• **Things to do**
[A] In the article on the Kaiser therapist strike below, rewrite the paragraph beginning "Nearly 2,400 mental health therapists" as a short bulleted list that keeps its main facts.
[B] Carry the article on therapist strikes forward from its final sentence, keeping to its subject and tone.

• **Source text**
::::

Over 2,000 mental health workers at Kaiser Permanente facilities across Southern California went on strike in the fall of 2024. This was the longest mental health worker strike in U.S. history.1 The work stoppage involved issues with pay equity and burnout, with some therapists noting they were seeing up to 14 patients per day with no time between appointments.2
The strike ended last May. However, the battle over long wait times for therapy services, unmanageable caseloads, and an ongoing mental health workforce shortage continues to impact service delivery across California and the nation.
But what does this mean for you and your mental health? This article will explore how therapist strikes are affecting treatment access across the state, along with:
- What happened during the Kaiser therapist strike
- How strikes affect mental health treatment access in the short and long-term
- Why California’s mental health system was already under tremendous strain
- What the therapist shortage means for those seeking mental health care
- What to do if your access to services has been disrupted, and where to find support
The Kaiser Therapist Strike in California
Nearly 2,400 mental health therapists, psychologists, social workers, and psychiatric nurses walked off the job on October 21st, 2024. This was after their contracts had expired earlier that month and negotiations had stalled. The strike lasted for 196 days in all, ending on May 5th, 2025, when workers ratified a new four-year agreement.
The Southern California-based clinicians were largely advocating for benefits already granted to their colleagues across the rest of the state. This was because Kaiser staffed around 40% fewer mental health workers in the southern half of the state, despite having somewhere around 200,000 more members there.3
Clinicians were also demanding greater pay equity, restored pensions, and dedicated time each week to handle the administrative work that high-quality patient care requires.
On the patient side, the impacts of the strike were immediate: therapy sessions were canceled at what California Senate President Pro Tempore Mike McGuire described as “an alarming rate.”4 Kaiser directed all affected clients toward outsourced telehealth services they established, with many finding themselves starting over with an unfamiliar therapist or forced to wait for a resolution to the strike.
Workers on the picket lines had previously complained of patients having to regularly wait for months between appointments due to therapists carrying unmanageable caseloads before the strike began.
Eventually, the contract workers agreed to a 20% raise over the course of the new four-year contract. This was along with a modified pension plan and five guaranteed hours per week for administrative tasks to be completed.5 The workers’ union, for their part, acknowledged the agreement wasn’t a complete win – Kaiser therapists still earn far less than their colleagues on the medical side.
Strikes and Their Impact on Treatment Access
Unfortunately, therapy appointments for those in need are canceled indefinitely when workers strike for better pay or working conditions. There are also several other critical areas that equitable mental health treatment access can be impacted by a strike. These impacts include:
Short-Term Effects
When therapists strike, health systems usually look to bring in replacement workers to maintain some level of service. In this instance, Kaiser paid replacement therapists $13,000 a week during the Southern California strike.6
Replacement workers can cover appointments, but they can’t replace the continuity and history of well-established therapeutic relationships. A therapeutic alliance and relationship built over time is vital to therapy. So a patient who has spent months working through their trauma or trying to stabilize their mood can’t necessarily pick things up with someone new at the drop of a hat.

::::

• **Given entries**
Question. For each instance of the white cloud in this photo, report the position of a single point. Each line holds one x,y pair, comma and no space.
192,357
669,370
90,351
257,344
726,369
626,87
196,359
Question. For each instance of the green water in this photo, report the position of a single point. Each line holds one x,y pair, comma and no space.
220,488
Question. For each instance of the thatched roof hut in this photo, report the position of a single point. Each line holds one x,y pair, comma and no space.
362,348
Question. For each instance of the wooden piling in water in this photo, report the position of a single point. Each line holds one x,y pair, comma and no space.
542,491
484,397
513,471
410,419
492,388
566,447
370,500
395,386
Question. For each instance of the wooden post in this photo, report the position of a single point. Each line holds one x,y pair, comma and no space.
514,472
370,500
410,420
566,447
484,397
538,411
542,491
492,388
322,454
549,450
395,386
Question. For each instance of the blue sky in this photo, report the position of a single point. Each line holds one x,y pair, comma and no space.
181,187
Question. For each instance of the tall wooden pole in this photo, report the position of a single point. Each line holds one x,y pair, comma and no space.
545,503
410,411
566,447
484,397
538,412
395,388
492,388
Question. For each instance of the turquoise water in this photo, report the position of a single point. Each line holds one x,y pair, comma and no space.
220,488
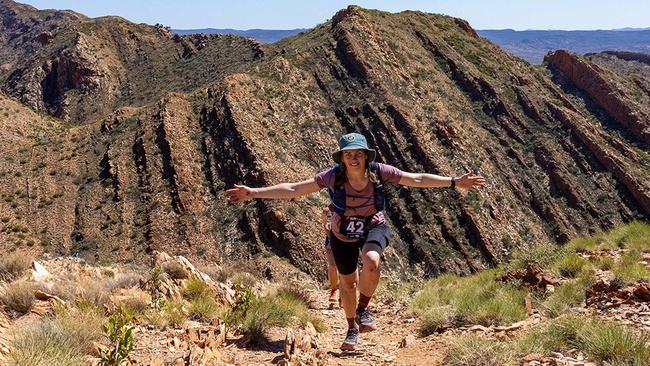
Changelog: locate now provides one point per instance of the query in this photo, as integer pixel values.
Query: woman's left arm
(424, 180)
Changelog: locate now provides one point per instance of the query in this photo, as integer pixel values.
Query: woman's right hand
(239, 193)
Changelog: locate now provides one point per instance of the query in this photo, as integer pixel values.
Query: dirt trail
(381, 347)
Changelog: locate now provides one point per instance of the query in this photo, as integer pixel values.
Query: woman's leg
(369, 278)
(332, 273)
(349, 297)
(346, 256)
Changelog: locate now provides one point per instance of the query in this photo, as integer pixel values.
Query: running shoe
(365, 321)
(351, 339)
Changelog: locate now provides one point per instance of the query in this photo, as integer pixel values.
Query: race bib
(354, 227)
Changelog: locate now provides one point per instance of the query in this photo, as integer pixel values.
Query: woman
(332, 273)
(358, 222)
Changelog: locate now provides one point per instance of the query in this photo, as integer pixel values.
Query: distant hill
(532, 45)
(262, 35)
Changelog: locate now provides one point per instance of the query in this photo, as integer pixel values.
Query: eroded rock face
(172, 129)
(609, 96)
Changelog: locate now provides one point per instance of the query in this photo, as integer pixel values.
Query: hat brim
(336, 156)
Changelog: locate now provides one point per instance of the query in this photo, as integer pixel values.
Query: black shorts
(346, 254)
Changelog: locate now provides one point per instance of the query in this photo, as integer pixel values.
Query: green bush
(119, 334)
(434, 319)
(570, 265)
(195, 288)
(18, 297)
(204, 309)
(612, 343)
(14, 265)
(564, 297)
(543, 255)
(629, 269)
(45, 344)
(478, 299)
(474, 350)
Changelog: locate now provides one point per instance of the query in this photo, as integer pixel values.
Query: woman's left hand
(470, 181)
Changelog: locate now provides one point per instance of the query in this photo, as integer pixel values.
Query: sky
(290, 14)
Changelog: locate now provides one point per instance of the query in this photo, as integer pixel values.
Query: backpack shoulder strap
(380, 195)
(337, 191)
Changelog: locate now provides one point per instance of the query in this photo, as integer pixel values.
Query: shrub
(45, 344)
(120, 338)
(570, 265)
(564, 297)
(172, 313)
(478, 299)
(83, 325)
(94, 291)
(175, 270)
(629, 268)
(613, 343)
(434, 319)
(474, 350)
(216, 273)
(195, 288)
(204, 308)
(543, 255)
(633, 236)
(18, 297)
(263, 314)
(14, 265)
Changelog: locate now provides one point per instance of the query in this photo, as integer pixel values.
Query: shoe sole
(367, 328)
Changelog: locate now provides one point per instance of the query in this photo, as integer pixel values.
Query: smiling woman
(355, 185)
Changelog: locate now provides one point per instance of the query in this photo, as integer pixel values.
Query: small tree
(120, 337)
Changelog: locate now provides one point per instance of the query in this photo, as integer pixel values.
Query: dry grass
(477, 299)
(61, 340)
(175, 270)
(18, 297)
(14, 265)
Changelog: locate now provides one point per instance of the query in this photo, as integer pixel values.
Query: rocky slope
(159, 126)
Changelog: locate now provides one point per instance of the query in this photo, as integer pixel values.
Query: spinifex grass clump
(14, 265)
(599, 340)
(255, 314)
(201, 298)
(630, 269)
(62, 339)
(478, 299)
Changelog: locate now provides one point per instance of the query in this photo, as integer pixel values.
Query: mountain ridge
(148, 173)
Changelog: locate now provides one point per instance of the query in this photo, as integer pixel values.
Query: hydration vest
(338, 196)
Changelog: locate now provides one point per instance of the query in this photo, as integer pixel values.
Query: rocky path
(395, 342)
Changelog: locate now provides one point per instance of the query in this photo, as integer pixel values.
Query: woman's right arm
(278, 191)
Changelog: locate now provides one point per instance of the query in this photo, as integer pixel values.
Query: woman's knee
(371, 261)
(348, 283)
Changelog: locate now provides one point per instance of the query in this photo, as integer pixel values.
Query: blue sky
(289, 14)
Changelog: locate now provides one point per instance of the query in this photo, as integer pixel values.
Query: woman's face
(354, 159)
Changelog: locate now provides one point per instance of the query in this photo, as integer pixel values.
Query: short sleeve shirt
(358, 203)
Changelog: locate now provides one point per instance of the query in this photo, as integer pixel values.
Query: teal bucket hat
(353, 141)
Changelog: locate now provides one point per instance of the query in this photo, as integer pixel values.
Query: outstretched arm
(423, 180)
(279, 191)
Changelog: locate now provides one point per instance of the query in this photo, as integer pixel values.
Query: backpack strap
(380, 195)
(337, 191)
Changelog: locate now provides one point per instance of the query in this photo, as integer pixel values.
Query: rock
(407, 341)
(40, 295)
(479, 328)
(39, 273)
(532, 276)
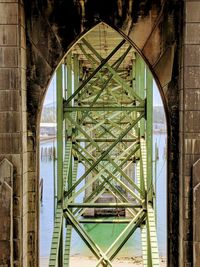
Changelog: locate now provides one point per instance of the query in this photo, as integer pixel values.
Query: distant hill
(49, 113)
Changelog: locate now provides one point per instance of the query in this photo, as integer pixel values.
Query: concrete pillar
(13, 118)
(189, 132)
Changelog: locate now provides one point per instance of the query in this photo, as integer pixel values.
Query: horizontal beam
(105, 220)
(102, 205)
(106, 140)
(103, 108)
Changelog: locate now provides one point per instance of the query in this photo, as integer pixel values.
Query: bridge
(36, 39)
(104, 122)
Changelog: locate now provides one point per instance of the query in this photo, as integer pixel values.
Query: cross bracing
(104, 122)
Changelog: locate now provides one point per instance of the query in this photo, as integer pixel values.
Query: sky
(51, 94)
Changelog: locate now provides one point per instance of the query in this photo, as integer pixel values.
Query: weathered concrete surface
(166, 34)
(13, 117)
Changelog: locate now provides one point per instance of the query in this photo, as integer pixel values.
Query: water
(103, 234)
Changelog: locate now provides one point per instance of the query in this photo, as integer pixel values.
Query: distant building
(159, 127)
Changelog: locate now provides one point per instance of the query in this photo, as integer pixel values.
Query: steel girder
(104, 122)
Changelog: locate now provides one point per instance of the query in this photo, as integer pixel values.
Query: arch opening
(106, 138)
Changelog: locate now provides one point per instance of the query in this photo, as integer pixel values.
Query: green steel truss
(104, 122)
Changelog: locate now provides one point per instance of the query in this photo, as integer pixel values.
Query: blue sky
(51, 94)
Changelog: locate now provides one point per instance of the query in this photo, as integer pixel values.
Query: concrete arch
(49, 35)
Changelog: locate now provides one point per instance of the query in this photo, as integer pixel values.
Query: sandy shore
(77, 261)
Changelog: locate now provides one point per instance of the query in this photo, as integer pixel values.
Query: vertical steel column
(149, 132)
(59, 86)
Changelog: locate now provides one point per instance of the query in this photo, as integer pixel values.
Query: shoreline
(87, 261)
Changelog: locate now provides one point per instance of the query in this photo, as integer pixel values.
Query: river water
(103, 234)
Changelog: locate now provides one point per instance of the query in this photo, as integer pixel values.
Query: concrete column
(189, 125)
(13, 118)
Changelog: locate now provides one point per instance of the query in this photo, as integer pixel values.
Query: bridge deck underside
(106, 118)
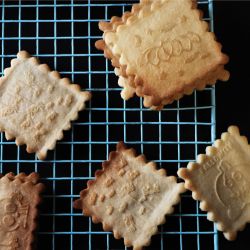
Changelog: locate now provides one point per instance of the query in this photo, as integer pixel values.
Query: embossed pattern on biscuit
(130, 197)
(19, 198)
(163, 50)
(220, 179)
(36, 105)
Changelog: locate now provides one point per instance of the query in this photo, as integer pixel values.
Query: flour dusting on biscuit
(130, 197)
(36, 105)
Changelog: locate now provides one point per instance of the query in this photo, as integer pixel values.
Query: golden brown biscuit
(19, 198)
(164, 50)
(220, 179)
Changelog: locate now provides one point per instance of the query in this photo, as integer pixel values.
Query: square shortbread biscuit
(130, 197)
(220, 179)
(36, 105)
(165, 50)
(19, 198)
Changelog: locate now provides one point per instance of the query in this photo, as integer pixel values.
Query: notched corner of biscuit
(40, 100)
(23, 54)
(124, 176)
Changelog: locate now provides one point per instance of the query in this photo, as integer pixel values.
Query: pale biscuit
(36, 105)
(19, 198)
(164, 49)
(220, 179)
(130, 197)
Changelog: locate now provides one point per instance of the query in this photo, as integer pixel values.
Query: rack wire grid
(62, 34)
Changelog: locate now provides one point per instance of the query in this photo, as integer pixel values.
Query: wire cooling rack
(62, 34)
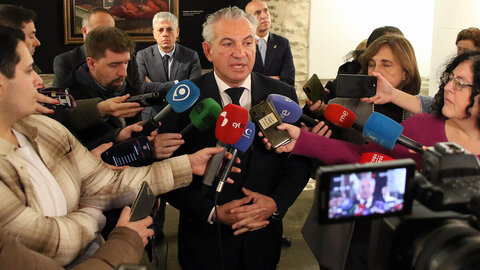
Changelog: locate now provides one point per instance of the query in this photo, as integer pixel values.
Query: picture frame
(132, 16)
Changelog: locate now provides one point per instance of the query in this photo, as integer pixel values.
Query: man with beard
(103, 75)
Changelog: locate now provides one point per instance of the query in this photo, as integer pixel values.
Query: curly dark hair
(473, 56)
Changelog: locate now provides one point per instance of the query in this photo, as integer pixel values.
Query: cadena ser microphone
(386, 132)
(230, 126)
(180, 97)
(373, 157)
(241, 146)
(289, 110)
(203, 115)
(341, 116)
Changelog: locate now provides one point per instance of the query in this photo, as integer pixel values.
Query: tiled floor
(297, 257)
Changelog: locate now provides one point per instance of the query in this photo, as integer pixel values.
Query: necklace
(403, 111)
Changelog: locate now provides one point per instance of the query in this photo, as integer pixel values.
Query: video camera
(419, 221)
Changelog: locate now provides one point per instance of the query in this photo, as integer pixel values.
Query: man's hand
(226, 216)
(97, 152)
(294, 133)
(199, 160)
(117, 107)
(41, 98)
(255, 219)
(165, 144)
(140, 226)
(126, 132)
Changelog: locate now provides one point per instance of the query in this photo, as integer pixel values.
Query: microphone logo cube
(182, 95)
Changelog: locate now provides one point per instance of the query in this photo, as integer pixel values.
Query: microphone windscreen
(247, 138)
(373, 157)
(288, 109)
(204, 114)
(382, 130)
(339, 115)
(182, 95)
(231, 123)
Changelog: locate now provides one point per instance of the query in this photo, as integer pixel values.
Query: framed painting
(132, 16)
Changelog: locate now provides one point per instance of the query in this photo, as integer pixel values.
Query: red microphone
(341, 116)
(231, 124)
(374, 157)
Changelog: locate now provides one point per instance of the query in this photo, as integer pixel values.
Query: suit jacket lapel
(158, 62)
(270, 54)
(174, 67)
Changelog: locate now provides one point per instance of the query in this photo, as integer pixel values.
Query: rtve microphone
(203, 115)
(386, 132)
(289, 110)
(180, 97)
(229, 129)
(374, 157)
(240, 146)
(341, 116)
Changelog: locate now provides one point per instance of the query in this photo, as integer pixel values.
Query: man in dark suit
(65, 63)
(182, 63)
(250, 211)
(274, 56)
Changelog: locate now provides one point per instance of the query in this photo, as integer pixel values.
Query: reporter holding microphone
(455, 119)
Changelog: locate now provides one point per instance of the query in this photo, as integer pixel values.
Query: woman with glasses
(455, 118)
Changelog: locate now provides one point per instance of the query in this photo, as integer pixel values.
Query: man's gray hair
(89, 14)
(226, 13)
(165, 16)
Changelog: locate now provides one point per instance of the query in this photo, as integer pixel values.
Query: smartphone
(356, 86)
(65, 100)
(129, 152)
(364, 191)
(314, 89)
(143, 204)
(267, 118)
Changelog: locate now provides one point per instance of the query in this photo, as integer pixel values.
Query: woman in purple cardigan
(456, 119)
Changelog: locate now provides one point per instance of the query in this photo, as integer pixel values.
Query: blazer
(185, 65)
(65, 63)
(278, 60)
(83, 178)
(278, 176)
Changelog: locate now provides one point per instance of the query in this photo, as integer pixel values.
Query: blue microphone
(386, 132)
(241, 146)
(289, 110)
(180, 97)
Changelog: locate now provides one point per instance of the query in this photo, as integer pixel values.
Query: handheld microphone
(239, 147)
(386, 132)
(203, 116)
(289, 110)
(229, 129)
(341, 116)
(374, 157)
(180, 97)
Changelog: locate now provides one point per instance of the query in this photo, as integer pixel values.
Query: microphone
(289, 110)
(180, 97)
(203, 116)
(230, 126)
(379, 128)
(239, 147)
(386, 132)
(341, 116)
(374, 157)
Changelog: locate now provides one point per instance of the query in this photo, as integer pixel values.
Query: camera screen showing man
(366, 193)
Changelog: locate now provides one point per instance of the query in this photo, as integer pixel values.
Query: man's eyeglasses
(458, 85)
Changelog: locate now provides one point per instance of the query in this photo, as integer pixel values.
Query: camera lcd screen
(370, 190)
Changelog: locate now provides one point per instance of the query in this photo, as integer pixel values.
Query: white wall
(450, 18)
(337, 26)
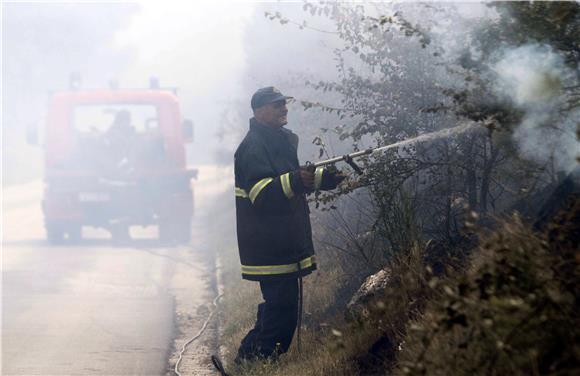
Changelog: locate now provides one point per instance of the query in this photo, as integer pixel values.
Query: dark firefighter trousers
(276, 322)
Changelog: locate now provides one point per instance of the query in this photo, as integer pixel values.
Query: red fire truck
(116, 158)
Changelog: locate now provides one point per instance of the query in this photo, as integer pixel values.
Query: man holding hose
(273, 224)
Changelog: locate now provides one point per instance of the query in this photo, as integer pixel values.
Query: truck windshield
(102, 118)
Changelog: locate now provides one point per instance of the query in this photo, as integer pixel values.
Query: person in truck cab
(120, 139)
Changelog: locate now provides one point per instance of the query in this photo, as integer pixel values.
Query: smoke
(532, 78)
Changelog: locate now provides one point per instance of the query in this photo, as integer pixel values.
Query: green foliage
(515, 311)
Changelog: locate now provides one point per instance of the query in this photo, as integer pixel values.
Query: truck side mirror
(187, 126)
(32, 134)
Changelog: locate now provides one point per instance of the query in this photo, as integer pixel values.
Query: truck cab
(116, 158)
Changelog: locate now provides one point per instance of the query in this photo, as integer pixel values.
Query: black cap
(267, 95)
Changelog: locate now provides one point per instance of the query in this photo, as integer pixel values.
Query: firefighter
(273, 224)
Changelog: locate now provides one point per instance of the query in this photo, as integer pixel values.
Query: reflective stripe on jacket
(273, 224)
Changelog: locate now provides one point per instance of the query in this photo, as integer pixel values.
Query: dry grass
(513, 310)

::::

• **Task-by-task outputs**
[A]
- About 2,400 therapists, psychologists, social workers, and psychiatric nurses walked off the job on October 21st, 2024.
- Their contracts had expired earlier that month, and negotiations had stalled.
- The strike lasted 196 days.
- It ended on May 5th, 2025, when workers ratified a new four-year agreement.

[B]
Long-Term Effects
The longer-term effects of strikes in California reveal therapy access issues in the state that have existed for years. Mental health care waitlists tend to get even longer during a strike and don’t always recover quickly when an agreement is reached.
What’s more, strikes often happen when working conditions have deteriorated to the breaking point, and therapists who left their jobs during the dispute don’t always come back. According to Kaiser’s own figures, one in four Southern California therapists hired between January 2021 and August 2024 had already left the company before the strike began.7
California’s Ongoing Mental Health Challenges
In October 2023, one year before Kaiser’s strike began, the California Department of Managed Health Care fined the company 50 million dollars. This was the largest fine in state history for violating mental health parity laws. State investigators found that, in 2022, less than half of follow-up appointments were completed within ten days of the prior appointment. Kaiser accepted the fine and acknowledged the problem, but the issues continued, leading up to 2024’s strike.8
On the whole, mental health care in California has long been understaffed, undefined, and held to much looser standards than physical health care. While mental health parity laws were created to make these issues better, the gap in day-to-day operations remains troublesome, as it leads to workforce shortages.
Workforce Shortages
The mental health provider shortage in California predates any single labor dispute, as demand for therapy has grown markedly since the pandemic. At the same time, the pipeline for trained clinicians simply hasn’t kept up.
Therapists working in community and institutional settings are often forced to carry caseloads that make providing meaningful care all but impossible. This causes many to leave for private practice where they can decide their own pay and hours.
Years of low wages, limited administrative support, and the resulting burnout have all become commonplace in these settings, depriving vulnerable client populations from the benefits of ongoing and accessible care.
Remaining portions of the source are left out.